EXCERPT >>
──────
One Wednesday in Baseball History
Crazy things happen in sports. What happened in baseball last Wednesday was a big bag of the insane, the dramatic, and the historic, strongly spiced with the unprecedented.
At the end of the baseball regular season, eight teams (of 32) qualify for the playoffs. The regular season is 162 games long, and usually those eight teams separate themselves from the rest quite a while before it’s over.
But not always. Sometimes every game matters for a team. Last Wednesday, four teams entered the final night of play facing critical games, and for two of those teams not only a playoff spot but the avoidance of an ignominious record was at stake.
It’s been described as the best night in regular season baseball history.
Major League Baseball is divided into two leagues, the AL and the NL, each of which has three divisions, the West, Central, and East. The team with the best record in each division is that division’s champion and goes to the playoffs, leaving two spots remaining; they go to the team with the best record in each league that did not win its division. Those two spots are called the wild cards.
This year, the division titles were wrapped up early, and it looked as if the wild cards would be also. In the National League, the Atlanta Braves had an 8.5-game lead over their nearest rivals in early September; in the American League, the Boston Red Sox had a similar 9-game September lead.
No team had ever led a rival for its playoff spot by more than 8 games in September and failed to make the playoffs.
The Braves and the Red Sox, however, tried quite hard, and managed to stumble into the last day tied with the St. Louis Cardinals and the Tampa Bay Rays respectively. The teams didn’t play each other on the final day, instead playing teams that had little to play for. The critical four games were:
- Atlanta Braves vs. Philadelphia Phillies
- The Phillies had the best record in baseball and had little to play for, but were apparently playing hard to shake off a six-game losing streak before they had meaningful games again.
- St. Louis Cardinals vs. Houston Astros.
- The Cardinals, having come all the way back from the dead in early September, now faced the Houston Astros, a team that had a terrible year and no real incentive in the game.
If the Braves and the Cardinals had the same result in the last game, they would play each other in a single game to determine the wild card. Otherwise, the winner would go to the playoffs and the loser would not.
──────
LISTING >>
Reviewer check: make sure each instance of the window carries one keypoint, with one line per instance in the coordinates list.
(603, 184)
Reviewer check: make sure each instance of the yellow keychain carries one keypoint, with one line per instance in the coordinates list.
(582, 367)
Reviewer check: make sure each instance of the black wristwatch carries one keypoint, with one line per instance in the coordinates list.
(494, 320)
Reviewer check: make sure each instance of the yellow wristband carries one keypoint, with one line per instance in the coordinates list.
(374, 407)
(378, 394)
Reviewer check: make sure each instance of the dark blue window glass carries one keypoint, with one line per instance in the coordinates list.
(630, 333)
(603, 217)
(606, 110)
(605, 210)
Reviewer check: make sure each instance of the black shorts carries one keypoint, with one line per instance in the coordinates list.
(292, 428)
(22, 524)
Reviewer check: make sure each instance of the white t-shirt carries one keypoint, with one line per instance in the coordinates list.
──────
SET TASKS >>
- 1) According to the baseball text, how many games long is the regular season?
- 2) Reproduce word for word the part of the baseball text starting at "But not always." and ending at "was at stake.".

RESPONSES IN ORDER >>
- 1) The regular season is 162 games long.

- 2)
But not always. Sometimes every game matters for a team. Last Wednesday, four teams entered the final night of play facing critical games, and for two of those teams not only a playoff spot but the avoidance of an ignominious record was at stake.